++++ DATA PROVIDED
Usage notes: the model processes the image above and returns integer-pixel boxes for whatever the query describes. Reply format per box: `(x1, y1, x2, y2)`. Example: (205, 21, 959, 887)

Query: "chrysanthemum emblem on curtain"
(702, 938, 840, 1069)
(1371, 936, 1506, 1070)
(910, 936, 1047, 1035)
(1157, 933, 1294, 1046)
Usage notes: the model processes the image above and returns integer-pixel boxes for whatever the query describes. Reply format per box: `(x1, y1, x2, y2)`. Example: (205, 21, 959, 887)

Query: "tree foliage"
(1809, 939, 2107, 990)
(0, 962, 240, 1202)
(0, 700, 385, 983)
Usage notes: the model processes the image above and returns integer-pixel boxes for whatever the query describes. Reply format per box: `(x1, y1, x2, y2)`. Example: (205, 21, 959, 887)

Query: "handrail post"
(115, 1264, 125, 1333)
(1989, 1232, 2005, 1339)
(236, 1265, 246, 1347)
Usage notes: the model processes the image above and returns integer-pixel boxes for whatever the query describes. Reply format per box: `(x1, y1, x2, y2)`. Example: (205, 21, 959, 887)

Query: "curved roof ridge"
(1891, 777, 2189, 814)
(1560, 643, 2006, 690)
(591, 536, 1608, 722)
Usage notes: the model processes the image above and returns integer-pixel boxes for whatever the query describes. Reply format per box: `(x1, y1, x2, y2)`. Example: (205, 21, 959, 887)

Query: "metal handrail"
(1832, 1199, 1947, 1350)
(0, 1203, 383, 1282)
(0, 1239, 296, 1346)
++++++++
ABOUT THIS EXERCISE ▸ Print each entry exactly as it appears above.

RESULT ▸
Usage notes: the model processes the image above and returns integer-pixel boxes for whatever the query describes. Reply format per box: `(x1, y1, x2, y2)`. Example: (205, 21, 959, 887)

Query: "chrysanthemum emblem on curtain"
(702, 938, 840, 1069)
(1371, 936, 1506, 1070)
(910, 936, 1047, 1035)
(1157, 933, 1294, 1046)
Usage notes: the model processes the image above and returns integer-pixel boxes for whatever the query describes. Reply format per box: `(x1, y1, x2, y2)`. Example: (205, 21, 959, 887)

Query: "tree foliage"
(1809, 939, 2107, 990)
(0, 962, 240, 1202)
(0, 700, 385, 983)
Usage notes: the model processes the image above and returns integer-pixel boxes for whatever the query describes. Reply format per box: `(x1, y1, x2, y2)`. Example: (205, 21, 959, 887)

Query: "handrail post"
(115, 1264, 125, 1333)
(1989, 1232, 2005, 1339)
(236, 1265, 246, 1347)
Usage notes: the model processes the image above and returns integer-pixel boxes for whatever the query describes. Reply format per box: `(x1, y1, x2, y2)`. Example: (205, 21, 959, 887)

Query: "curved roof ridge"
(1891, 777, 2189, 814)
(1560, 643, 2006, 690)
(591, 536, 1608, 722)
Usage notes: the model processes the image above and returns integer-pixel boxes for whatever the query describes. Reply format per box: `(x1, y1, x2, y2)`. Example: (205, 21, 959, 887)

Query: "metal handrail"
(1832, 1199, 1947, 1350)
(0, 1203, 383, 1282)
(0, 1239, 296, 1346)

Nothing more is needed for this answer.